● Problem: The lines wanted run from the first one below through the one with "positive clicks: (152, 111)". Return them exactly.

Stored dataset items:
◆ ◆ ◆ ◆ ◆ ◆ ◆
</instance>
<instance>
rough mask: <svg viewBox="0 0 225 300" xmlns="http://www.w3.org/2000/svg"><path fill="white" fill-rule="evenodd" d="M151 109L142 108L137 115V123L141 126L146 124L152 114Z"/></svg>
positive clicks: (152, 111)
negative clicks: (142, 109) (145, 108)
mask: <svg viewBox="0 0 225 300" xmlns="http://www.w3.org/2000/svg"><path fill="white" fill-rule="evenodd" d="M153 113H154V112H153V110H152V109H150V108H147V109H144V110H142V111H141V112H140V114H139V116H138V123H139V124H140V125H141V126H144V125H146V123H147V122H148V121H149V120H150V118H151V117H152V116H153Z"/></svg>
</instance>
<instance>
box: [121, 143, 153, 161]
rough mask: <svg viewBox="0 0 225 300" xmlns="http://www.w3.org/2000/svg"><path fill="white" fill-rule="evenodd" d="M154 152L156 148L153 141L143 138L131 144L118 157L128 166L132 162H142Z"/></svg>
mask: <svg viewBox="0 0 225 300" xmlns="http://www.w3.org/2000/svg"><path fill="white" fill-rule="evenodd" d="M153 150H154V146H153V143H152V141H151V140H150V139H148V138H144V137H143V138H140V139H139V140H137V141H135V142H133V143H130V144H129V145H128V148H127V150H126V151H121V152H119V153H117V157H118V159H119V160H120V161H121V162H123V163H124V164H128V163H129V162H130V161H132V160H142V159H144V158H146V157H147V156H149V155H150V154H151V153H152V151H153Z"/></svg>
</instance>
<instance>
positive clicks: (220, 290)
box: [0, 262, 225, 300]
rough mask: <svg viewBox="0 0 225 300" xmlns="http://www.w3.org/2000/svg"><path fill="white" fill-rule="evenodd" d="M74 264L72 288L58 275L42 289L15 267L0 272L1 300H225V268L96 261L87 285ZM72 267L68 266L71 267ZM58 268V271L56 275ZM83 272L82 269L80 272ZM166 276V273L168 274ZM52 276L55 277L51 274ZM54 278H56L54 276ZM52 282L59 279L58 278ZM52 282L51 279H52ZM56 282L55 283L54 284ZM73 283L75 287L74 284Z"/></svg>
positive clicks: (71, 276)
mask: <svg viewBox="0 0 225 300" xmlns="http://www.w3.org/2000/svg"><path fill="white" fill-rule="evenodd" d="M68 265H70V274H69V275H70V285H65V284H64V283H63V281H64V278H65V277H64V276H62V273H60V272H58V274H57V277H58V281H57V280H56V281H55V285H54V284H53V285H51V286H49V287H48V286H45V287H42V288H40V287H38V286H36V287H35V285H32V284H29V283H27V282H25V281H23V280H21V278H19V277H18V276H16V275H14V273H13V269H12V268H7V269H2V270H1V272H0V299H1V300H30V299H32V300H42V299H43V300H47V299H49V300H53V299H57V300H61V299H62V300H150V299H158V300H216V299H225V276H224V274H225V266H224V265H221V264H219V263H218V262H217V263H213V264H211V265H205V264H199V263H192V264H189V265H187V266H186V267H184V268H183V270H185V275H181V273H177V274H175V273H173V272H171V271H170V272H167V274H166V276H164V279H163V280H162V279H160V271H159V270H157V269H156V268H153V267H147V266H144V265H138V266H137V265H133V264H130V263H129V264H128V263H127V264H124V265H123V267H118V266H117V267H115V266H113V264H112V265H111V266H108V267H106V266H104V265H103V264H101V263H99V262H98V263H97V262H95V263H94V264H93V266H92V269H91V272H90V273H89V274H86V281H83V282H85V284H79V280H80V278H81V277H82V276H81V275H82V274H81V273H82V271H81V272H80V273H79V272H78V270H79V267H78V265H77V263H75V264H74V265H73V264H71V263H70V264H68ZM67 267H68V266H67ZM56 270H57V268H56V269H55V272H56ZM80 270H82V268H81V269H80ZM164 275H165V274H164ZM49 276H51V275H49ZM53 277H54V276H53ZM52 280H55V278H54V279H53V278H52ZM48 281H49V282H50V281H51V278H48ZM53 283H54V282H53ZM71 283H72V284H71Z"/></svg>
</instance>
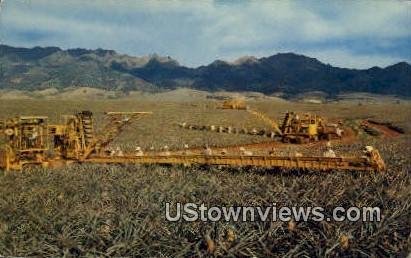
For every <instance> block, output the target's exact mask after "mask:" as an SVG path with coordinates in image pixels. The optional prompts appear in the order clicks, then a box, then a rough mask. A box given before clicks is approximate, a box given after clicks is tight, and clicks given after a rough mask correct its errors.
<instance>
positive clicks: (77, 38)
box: [0, 0, 411, 68]
mask: <svg viewBox="0 0 411 258" xmlns="http://www.w3.org/2000/svg"><path fill="white" fill-rule="evenodd" d="M410 13H411V3H410V2H405V1H370V0H369V1H350V2H348V1H335V2H334V1H332V2H331V1H330V2H323V1H264V0H262V1H182V0H181V1H177V0H173V1H148V0H147V1H143V0H141V1H132V0H122V1H115V0H99V1H97V0H92V1H81V0H71V1H52V0H36V1H30V0H15V1H7V0H6V2H5V5H3V10H2V12H1V17H0V26H1V29H2V32H1V34H0V35H3V39H2V40H3V42H5V43H7V44H12V45H21V46H34V45H42V46H50V45H55V46H59V47H63V48H74V47H83V48H97V47H102V48H107V49H115V50H117V51H119V52H123V53H127V54H131V55H145V54H149V53H153V52H156V53H159V54H161V55H170V56H172V57H174V58H176V59H178V60H179V61H180V62H181V63H183V64H186V65H190V66H197V65H201V64H206V63H210V62H212V61H213V60H214V59H217V58H218V59H235V58H236V57H239V56H241V55H255V56H262V55H271V54H275V53H277V52H291V51H292V52H296V53H302V54H310V55H313V57H318V58H319V59H320V60H326V61H327V62H330V63H331V64H333V65H344V66H348V67H357V68H360V67H361V68H363V67H370V66H374V65H380V66H385V65H386V64H388V63H390V62H395V61H402V60H407V61H409V60H410V59H411V56H410V54H409V53H408V52H409V49H410V47H411V30H410V29H409V28H410V27H411V18H410Z"/></svg>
◆ ◆ ◆ ◆ ◆ ◆ ◆
● Task response:
</instance>
<instance>
rough mask: <svg viewBox="0 0 225 300" xmlns="http://www.w3.org/2000/svg"><path fill="white" fill-rule="evenodd" d="M151 109L142 108L137 115V123L141 126L146 124L152 114Z"/></svg>
positive clicks: (152, 111)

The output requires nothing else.